THE DATA:

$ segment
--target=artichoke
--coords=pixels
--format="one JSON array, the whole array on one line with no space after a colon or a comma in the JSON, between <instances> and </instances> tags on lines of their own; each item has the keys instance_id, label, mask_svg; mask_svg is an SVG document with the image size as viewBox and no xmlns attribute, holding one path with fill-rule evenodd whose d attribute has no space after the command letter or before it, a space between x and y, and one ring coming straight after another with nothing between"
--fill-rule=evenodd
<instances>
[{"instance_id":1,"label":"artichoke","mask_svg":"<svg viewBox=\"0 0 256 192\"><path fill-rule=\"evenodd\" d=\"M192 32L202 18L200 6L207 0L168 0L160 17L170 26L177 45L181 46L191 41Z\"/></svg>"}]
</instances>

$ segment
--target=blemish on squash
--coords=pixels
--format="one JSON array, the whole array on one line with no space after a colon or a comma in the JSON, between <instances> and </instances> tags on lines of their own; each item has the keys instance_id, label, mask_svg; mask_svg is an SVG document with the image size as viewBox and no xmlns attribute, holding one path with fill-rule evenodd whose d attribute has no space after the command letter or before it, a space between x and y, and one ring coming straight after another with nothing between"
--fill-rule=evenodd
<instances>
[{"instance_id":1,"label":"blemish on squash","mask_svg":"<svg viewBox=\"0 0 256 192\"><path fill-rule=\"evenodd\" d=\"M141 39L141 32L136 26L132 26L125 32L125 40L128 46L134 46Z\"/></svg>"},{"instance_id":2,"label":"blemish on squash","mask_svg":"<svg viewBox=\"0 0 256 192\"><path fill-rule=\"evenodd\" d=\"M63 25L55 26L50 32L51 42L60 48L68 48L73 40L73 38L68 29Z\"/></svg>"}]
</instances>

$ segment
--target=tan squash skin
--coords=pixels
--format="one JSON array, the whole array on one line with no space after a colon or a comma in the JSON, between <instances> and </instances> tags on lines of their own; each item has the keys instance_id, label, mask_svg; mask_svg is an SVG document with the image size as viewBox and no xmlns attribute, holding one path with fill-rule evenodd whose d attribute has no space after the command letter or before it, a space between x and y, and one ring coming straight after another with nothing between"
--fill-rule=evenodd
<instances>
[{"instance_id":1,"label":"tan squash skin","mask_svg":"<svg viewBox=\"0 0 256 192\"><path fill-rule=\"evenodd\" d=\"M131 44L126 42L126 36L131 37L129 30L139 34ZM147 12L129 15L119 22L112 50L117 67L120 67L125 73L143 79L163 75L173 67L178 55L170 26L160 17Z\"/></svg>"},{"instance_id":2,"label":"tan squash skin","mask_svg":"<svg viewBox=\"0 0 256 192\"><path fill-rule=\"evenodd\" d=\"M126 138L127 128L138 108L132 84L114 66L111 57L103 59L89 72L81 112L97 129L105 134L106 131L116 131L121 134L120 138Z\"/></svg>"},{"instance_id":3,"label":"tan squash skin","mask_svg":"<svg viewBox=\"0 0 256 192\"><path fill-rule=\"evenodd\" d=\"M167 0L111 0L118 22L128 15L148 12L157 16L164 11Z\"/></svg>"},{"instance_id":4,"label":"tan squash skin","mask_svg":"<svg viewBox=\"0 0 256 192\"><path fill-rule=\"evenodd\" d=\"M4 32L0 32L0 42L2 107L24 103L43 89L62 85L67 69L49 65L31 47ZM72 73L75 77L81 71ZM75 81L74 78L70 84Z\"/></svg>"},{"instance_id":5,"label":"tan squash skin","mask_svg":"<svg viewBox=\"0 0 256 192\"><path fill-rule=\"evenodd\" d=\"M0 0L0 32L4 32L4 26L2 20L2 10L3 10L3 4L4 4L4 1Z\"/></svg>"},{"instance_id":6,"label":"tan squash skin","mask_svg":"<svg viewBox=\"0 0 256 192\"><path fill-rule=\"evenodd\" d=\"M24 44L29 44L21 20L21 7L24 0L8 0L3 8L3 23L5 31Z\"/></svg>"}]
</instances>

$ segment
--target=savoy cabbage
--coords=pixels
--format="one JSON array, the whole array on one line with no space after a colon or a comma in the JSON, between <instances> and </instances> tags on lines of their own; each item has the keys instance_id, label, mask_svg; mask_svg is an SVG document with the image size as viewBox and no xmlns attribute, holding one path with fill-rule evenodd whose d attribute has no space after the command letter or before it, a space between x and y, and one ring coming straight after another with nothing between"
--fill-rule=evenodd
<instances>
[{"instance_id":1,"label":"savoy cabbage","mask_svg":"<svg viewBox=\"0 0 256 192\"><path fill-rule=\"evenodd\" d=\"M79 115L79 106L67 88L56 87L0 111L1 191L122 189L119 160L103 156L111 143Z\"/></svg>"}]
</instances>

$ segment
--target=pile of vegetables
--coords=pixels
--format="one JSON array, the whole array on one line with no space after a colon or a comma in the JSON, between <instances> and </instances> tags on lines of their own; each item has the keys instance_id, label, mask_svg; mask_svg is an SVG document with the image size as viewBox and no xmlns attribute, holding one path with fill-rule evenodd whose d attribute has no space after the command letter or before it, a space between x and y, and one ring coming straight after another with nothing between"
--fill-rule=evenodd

TASK REQUIREMENTS:
Return the lines above exactly, keeping every word.

COMPLETE RESPONSE:
$ segment
--target=artichoke
--coords=pixels
--format="one JSON array, the whole array on one line with no space after a colon or a comma in the JSON, between <instances> and </instances> tags on lines of their own; each item has the keys instance_id, label, mask_svg; mask_svg is an SVG document with the image size as viewBox and no xmlns attribute, holding one path with fill-rule evenodd whose d attribute has no space after the command letter or before it, a space between x and y, and one ring coming straight after another with nothing between"
--fill-rule=evenodd
<instances>
[{"instance_id":1,"label":"artichoke","mask_svg":"<svg viewBox=\"0 0 256 192\"><path fill-rule=\"evenodd\" d=\"M192 32L202 18L200 6L207 0L168 0L160 17L170 26L177 45L181 46L191 41Z\"/></svg>"}]
</instances>

$ segment
--target=blemish on squash
--coords=pixels
--format="one JSON array, the whole array on one line with no space after a colon or a comma in the JSON, between <instances> and </instances> tags on lines of their own; each item has the keys instance_id, label, mask_svg; mask_svg is an SVG document with the image size as viewBox and no xmlns attribute, holding one path with fill-rule evenodd whose d attribute has no space after the command letter or before it, a space between x and y, and one ring coming straight after another with nothing between"
--fill-rule=evenodd
<instances>
[{"instance_id":1,"label":"blemish on squash","mask_svg":"<svg viewBox=\"0 0 256 192\"><path fill-rule=\"evenodd\" d=\"M141 39L141 32L136 26L132 26L125 32L125 40L128 46L134 46Z\"/></svg>"},{"instance_id":2,"label":"blemish on squash","mask_svg":"<svg viewBox=\"0 0 256 192\"><path fill-rule=\"evenodd\" d=\"M63 25L55 26L50 32L51 42L60 48L68 48L73 40L73 38L68 29Z\"/></svg>"}]
</instances>

$ segment
--target=tan squash skin
--coords=pixels
--format="one JSON array, the whole array on one line with no space after a colon or a comma in the JSON, between <instances> and </instances> tags on lines of their own; each item has the keys instance_id, label, mask_svg; mask_svg is an SVG document with the image size as viewBox and no xmlns attribute, holding one path with fill-rule evenodd whose d attribute has no space after the command letter or before it, a space between x and y, and one ring coming straight after another with nothing between"
--fill-rule=evenodd
<instances>
[{"instance_id":1,"label":"tan squash skin","mask_svg":"<svg viewBox=\"0 0 256 192\"><path fill-rule=\"evenodd\" d=\"M131 44L126 42L126 36L131 37L129 30L139 34ZM147 12L129 15L119 22L112 50L117 67L120 67L125 73L143 79L163 75L173 67L178 55L170 26L160 17Z\"/></svg>"},{"instance_id":2,"label":"tan squash skin","mask_svg":"<svg viewBox=\"0 0 256 192\"><path fill-rule=\"evenodd\" d=\"M126 138L127 128L138 108L132 84L114 66L111 57L103 59L89 72L81 112L97 129L105 134L106 131L116 131L121 134L120 138Z\"/></svg>"},{"instance_id":3,"label":"tan squash skin","mask_svg":"<svg viewBox=\"0 0 256 192\"><path fill-rule=\"evenodd\" d=\"M167 0L111 0L118 22L128 15L148 12L157 16L164 11Z\"/></svg>"},{"instance_id":4,"label":"tan squash skin","mask_svg":"<svg viewBox=\"0 0 256 192\"><path fill-rule=\"evenodd\" d=\"M4 32L0 32L0 42L2 107L24 103L43 89L62 85L67 69L49 65L31 47ZM72 73L75 77L81 71ZM75 81L74 78L70 84Z\"/></svg>"},{"instance_id":5,"label":"tan squash skin","mask_svg":"<svg viewBox=\"0 0 256 192\"><path fill-rule=\"evenodd\" d=\"M0 0L0 32L4 32L4 26L2 20L2 10L3 10L3 4L4 4L4 1Z\"/></svg>"},{"instance_id":6,"label":"tan squash skin","mask_svg":"<svg viewBox=\"0 0 256 192\"><path fill-rule=\"evenodd\" d=\"M24 44L29 44L21 20L21 7L24 0L8 0L3 8L3 23L5 31Z\"/></svg>"}]
</instances>

$ segment
--target=savoy cabbage
--coords=pixels
--format="one JSON array, the whole array on one line with no space after a colon or a comma in the JSON, between <instances> and </instances> tags on lines of their own; each item has the keys instance_id, label, mask_svg; mask_svg is an SVG document with the image size as viewBox and no xmlns attribute, holding one path with fill-rule evenodd whose d attribute has no space after the command letter or before it, a space between x and y, and one ring coming straight after another with nothing between"
--fill-rule=evenodd
<instances>
[{"instance_id":1,"label":"savoy cabbage","mask_svg":"<svg viewBox=\"0 0 256 192\"><path fill-rule=\"evenodd\" d=\"M79 115L79 106L67 88L56 87L0 111L1 191L122 189L119 160L103 156L111 143Z\"/></svg>"}]
</instances>

$ segment
--target=pile of vegetables
--coords=pixels
--format="one JSON array, the whole array on one line with no space after a colon or a comma in the JSON, between <instances> and </instances> tags on lines of their own; each item has the keys instance_id, label, mask_svg; mask_svg is an SVG document with the image size as viewBox and no xmlns attribute, holding one path with fill-rule evenodd whose d attribute has no space after the command letter or before it, a space between x and y, and one ring coming straight after another with nothing between"
--fill-rule=evenodd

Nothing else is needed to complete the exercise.